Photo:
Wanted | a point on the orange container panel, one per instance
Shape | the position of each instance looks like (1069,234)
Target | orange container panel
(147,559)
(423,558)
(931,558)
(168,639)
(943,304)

------------

Copy the listing above line for line, with no changes.

▶ **Worked solution**:
Photo:
Wanted | a point on the orange container panel, one per instance
Shape | the position of each instance looks like (1069,234)
Target | orange container panel
(147,559)
(423,558)
(931,558)
(168,639)
(943,304)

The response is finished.